## What needs to be done
Print all of the records. Exclude the images.

╭─ Listed entries

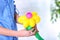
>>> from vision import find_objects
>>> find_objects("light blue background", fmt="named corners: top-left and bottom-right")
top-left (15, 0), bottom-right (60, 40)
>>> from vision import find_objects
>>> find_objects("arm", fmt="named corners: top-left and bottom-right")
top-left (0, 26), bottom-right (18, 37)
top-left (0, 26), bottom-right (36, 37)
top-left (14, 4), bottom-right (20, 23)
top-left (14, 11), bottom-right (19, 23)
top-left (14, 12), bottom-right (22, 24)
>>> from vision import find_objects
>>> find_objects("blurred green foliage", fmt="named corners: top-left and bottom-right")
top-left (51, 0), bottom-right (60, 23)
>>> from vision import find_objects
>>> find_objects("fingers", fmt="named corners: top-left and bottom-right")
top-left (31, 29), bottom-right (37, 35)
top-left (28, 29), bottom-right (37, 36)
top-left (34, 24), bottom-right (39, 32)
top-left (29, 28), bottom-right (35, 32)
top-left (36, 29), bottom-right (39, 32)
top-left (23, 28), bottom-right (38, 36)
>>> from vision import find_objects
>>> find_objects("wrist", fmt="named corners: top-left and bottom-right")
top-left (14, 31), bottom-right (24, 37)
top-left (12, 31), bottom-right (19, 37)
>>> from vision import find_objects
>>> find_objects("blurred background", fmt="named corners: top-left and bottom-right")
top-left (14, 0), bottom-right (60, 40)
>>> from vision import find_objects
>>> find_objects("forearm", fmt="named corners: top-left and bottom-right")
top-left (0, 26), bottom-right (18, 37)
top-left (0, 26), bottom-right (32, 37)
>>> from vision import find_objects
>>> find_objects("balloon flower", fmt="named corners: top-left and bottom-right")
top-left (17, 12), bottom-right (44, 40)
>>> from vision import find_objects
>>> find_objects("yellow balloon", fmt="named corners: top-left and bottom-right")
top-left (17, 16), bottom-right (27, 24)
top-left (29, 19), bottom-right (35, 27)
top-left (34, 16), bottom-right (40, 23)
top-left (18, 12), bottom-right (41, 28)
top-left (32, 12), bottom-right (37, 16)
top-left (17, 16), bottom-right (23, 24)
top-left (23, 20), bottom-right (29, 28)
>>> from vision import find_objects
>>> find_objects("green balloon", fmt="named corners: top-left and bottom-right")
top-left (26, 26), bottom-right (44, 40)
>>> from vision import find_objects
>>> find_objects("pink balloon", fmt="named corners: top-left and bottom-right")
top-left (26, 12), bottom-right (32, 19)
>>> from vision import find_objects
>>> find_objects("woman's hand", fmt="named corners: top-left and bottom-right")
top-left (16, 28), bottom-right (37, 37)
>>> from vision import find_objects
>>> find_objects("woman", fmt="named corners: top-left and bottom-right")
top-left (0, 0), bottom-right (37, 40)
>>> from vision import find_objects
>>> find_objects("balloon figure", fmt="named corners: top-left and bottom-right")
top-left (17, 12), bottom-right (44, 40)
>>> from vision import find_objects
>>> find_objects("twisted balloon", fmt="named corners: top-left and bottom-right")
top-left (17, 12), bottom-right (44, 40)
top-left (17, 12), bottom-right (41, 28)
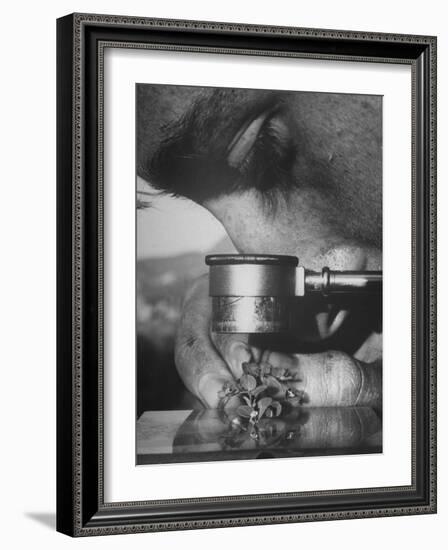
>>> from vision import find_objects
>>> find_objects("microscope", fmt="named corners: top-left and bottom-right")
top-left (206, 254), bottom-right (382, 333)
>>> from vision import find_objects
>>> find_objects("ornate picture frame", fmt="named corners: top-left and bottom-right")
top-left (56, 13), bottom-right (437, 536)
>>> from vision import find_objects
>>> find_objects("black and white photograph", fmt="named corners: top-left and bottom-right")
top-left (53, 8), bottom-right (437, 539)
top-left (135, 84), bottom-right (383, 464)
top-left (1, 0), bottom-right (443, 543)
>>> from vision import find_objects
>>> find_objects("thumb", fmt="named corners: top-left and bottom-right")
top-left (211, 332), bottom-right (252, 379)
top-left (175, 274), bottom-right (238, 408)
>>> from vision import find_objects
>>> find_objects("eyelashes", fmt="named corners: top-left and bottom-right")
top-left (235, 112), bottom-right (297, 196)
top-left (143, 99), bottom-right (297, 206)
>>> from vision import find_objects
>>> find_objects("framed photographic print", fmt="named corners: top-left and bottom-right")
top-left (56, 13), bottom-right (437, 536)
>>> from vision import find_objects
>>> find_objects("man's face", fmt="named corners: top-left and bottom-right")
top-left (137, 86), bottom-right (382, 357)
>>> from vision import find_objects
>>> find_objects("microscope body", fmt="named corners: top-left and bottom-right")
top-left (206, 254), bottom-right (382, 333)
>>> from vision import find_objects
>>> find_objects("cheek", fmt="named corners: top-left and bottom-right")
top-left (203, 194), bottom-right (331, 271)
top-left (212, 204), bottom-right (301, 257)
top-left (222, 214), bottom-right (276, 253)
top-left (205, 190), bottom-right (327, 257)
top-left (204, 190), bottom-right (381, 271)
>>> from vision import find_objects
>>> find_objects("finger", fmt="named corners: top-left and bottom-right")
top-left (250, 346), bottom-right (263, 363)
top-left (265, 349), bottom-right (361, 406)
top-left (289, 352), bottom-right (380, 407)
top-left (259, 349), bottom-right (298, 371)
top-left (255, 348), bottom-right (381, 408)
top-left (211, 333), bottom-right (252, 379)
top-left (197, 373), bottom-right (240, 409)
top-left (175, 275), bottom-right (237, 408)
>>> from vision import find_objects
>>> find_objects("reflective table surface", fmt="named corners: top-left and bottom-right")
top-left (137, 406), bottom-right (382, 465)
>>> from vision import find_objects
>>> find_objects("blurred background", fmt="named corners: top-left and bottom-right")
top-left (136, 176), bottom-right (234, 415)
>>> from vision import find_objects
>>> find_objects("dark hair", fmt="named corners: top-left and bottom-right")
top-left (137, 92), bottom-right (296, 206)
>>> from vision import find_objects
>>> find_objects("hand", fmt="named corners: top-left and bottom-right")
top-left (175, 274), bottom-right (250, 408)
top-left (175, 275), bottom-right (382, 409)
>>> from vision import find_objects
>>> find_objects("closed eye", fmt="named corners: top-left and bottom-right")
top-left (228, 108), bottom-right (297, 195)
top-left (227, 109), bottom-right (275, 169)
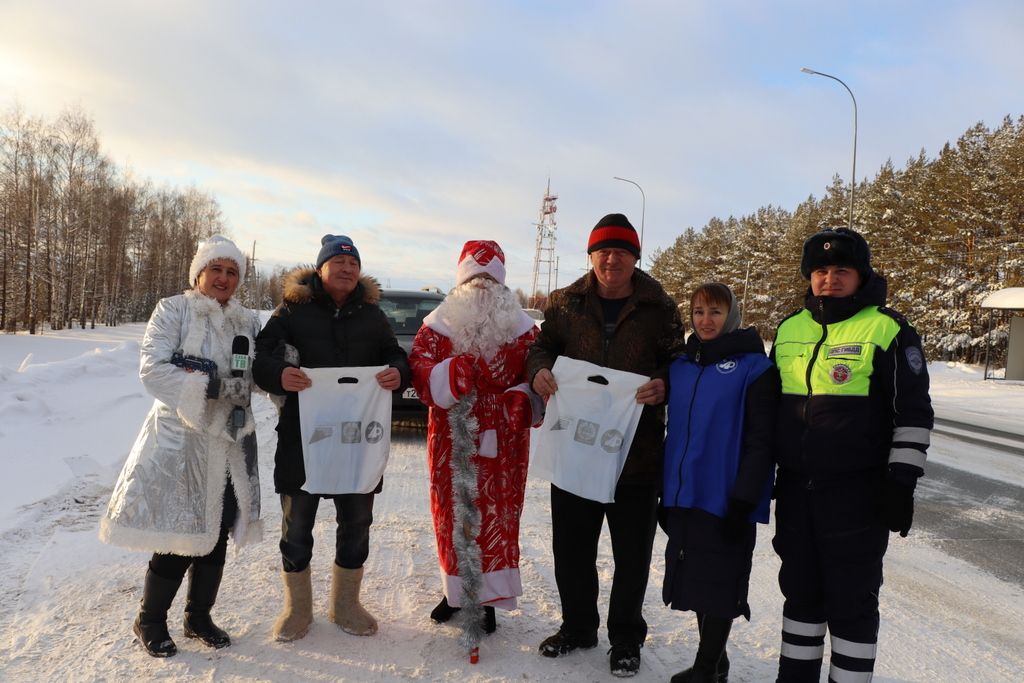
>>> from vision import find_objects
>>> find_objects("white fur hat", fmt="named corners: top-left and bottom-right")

╰─

## Exercise solution
>>> from vision import find_objects
>>> find_objects("light blue background", fmt="named corners: top-left and bottom-right")
top-left (15, 0), bottom-right (60, 40)
>>> from vision import find_objects
>>> find_objects("arm", fmt="named corners: top-left and bottom-right")
top-left (0, 26), bottom-right (18, 37)
top-left (0, 26), bottom-right (36, 37)
top-left (14, 4), bottom-right (20, 23)
top-left (14, 11), bottom-right (19, 23)
top-left (14, 12), bottom-right (22, 24)
>>> from vision import find_objects
>>> find_objects("blurred green foliage", fmt="named corners: top-left and bottom-right")
top-left (51, 0), bottom-right (60, 23)
>>> from vision import find_objects
>>> find_objects("fingers", fmt="named corners: top-left and bottom-right")
top-left (31, 29), bottom-right (37, 35)
top-left (28, 29), bottom-right (37, 36)
top-left (34, 24), bottom-right (39, 32)
top-left (29, 28), bottom-right (35, 32)
top-left (36, 29), bottom-right (39, 32)
top-left (23, 28), bottom-right (38, 36)
>>> from vision import find_objects
>>> find_objects("wrist", fmt="named corners: top-left and bottom-right")
top-left (14, 31), bottom-right (24, 37)
top-left (12, 31), bottom-right (19, 37)
>>> from vision import find_objects
>>> find_objects("blurred background", fmt="named corners: top-left and bottom-right")
top-left (14, 0), bottom-right (60, 40)
>>> from vision import find_objects
>>> find_objects("forearm", fmt="named corners: top-left and bottom-right")
top-left (0, 26), bottom-right (18, 37)
top-left (0, 26), bottom-right (32, 37)
>>> from vision import find_objects
>>> find_objects("balloon flower", fmt="named corners: top-left and bottom-right")
top-left (17, 12), bottom-right (44, 40)
>>> from vision import find_objects
>>> find_objects("yellow balloon", fmt="named corners: top-left and bottom-right")
top-left (17, 16), bottom-right (27, 24)
top-left (29, 19), bottom-right (35, 27)
top-left (34, 16), bottom-right (40, 23)
top-left (18, 12), bottom-right (41, 28)
top-left (32, 12), bottom-right (37, 16)
top-left (17, 16), bottom-right (23, 24)
top-left (23, 20), bottom-right (29, 28)
>>> from vision import find_objects
>>> find_objects("green balloon", fmt="named corners: top-left and bottom-right")
top-left (26, 26), bottom-right (44, 40)
>>> from vision import find_objects
>>> find_objects("pink balloon", fmt="named corners: top-left and bottom-right")
top-left (26, 12), bottom-right (32, 19)
>>> from vision import find_objects
>>> find_objects("woman's hand", fmt="named corners: top-left and bottom-right")
top-left (16, 28), bottom-right (37, 37)
>>> from vision import find_objects
>>> find_objects("woman", fmt="named corners: top-left and bottom-right")
top-left (0, 0), bottom-right (37, 40)
>>> from vision import find_objects
>>> find_objects("balloon figure", fmt="named corners: top-left and bottom-right")
top-left (17, 12), bottom-right (44, 40)
>>> from vision import find_objects
>>> find_objects("twisted balloon", fmt="named corners: top-left and bottom-right")
top-left (17, 12), bottom-right (44, 40)
top-left (17, 12), bottom-right (41, 28)
>>> from vision import find_objects
>>> find_objects("microscope", fmt="named corners: top-left and bottom-right")
top-left (206, 254), bottom-right (382, 333)
>>> from vision import find_objects
>>> find_objects("ornate picture frame", fmt="named corners: top-left and bottom-right")
top-left (56, 13), bottom-right (437, 536)
>>> from vision import find_objects
>>> find_objects("black and white photograph", fmt="named corners: top-left and bottom-right")
top-left (53, 8), bottom-right (437, 539)
top-left (135, 84), bottom-right (383, 464)
top-left (1, 0), bottom-right (443, 543)
>>> from vision import find_objects
>>> find_objects("thumb", fmt="named corners: top-left and bottom-right")
top-left (211, 332), bottom-right (252, 379)
top-left (175, 274), bottom-right (238, 408)
>>> from vision import find_objects
>>> find_objects("eyelashes", fmt="named corners: top-left and bottom-right")
top-left (235, 112), bottom-right (297, 196)
top-left (143, 99), bottom-right (297, 206)
>>> from vision import find_objects
>>> find_objects("framed photographic print", fmt="named corners: top-left and bottom-right")
top-left (56, 13), bottom-right (437, 536)
>>> from vision import find_objects
>>> find_objects("man's face", fmt="named corners: top-left and bottom-right")
top-left (137, 86), bottom-right (382, 357)
>>> from vision import find_objects
>>> find_objects("microscope body", fmt="named corners: top-left and bottom-right")
top-left (206, 254), bottom-right (382, 333)
>>> from vision import find_objects
>>> find_objects("cheek", fmt="named corners: top-left and bottom-right")
top-left (203, 194), bottom-right (331, 271)
top-left (212, 204), bottom-right (301, 257)
top-left (222, 214), bottom-right (276, 253)
top-left (205, 190), bottom-right (327, 257)
top-left (204, 190), bottom-right (381, 271)
>>> from vision import find_objects
>>> find_objects("finger", fmt="named corners: top-left and bottom-right")
top-left (250, 346), bottom-right (263, 363)
top-left (265, 349), bottom-right (361, 406)
top-left (289, 352), bottom-right (380, 407)
top-left (259, 349), bottom-right (298, 371)
top-left (255, 348), bottom-right (381, 408)
top-left (211, 333), bottom-right (252, 379)
top-left (197, 373), bottom-right (240, 409)
top-left (175, 275), bottom-right (237, 408)
>>> from vision import find_objects
>>> find_objects("reflective table surface", fmt="named corners: top-left and bottom-right")
top-left (137, 406), bottom-right (382, 465)
>>> from vision import find_objects
>>> find_objects("blurred background", fmt="named corners: top-left and bottom-right")
top-left (136, 176), bottom-right (234, 415)
>>> from vision import find_objects
>>> find_objects("dark hair", fmt="named corners: top-left and bottom-right")
top-left (137, 92), bottom-right (296, 206)
>>> from vision import find_objects
>>> find_objects("hand", fmt="named corners: top-left and bottom-right")
top-left (175, 274), bottom-right (250, 408)
top-left (175, 275), bottom-right (382, 409)
>>> from vision import find_objects
>>> find_objects("closed eye", fmt="named corners: top-left and bottom-right")
top-left (228, 108), bottom-right (297, 195)
top-left (227, 109), bottom-right (275, 169)
>>> from vision import find_objects
>>> find_objects("white fur hat", fmt="named corners: top-left and bottom-right")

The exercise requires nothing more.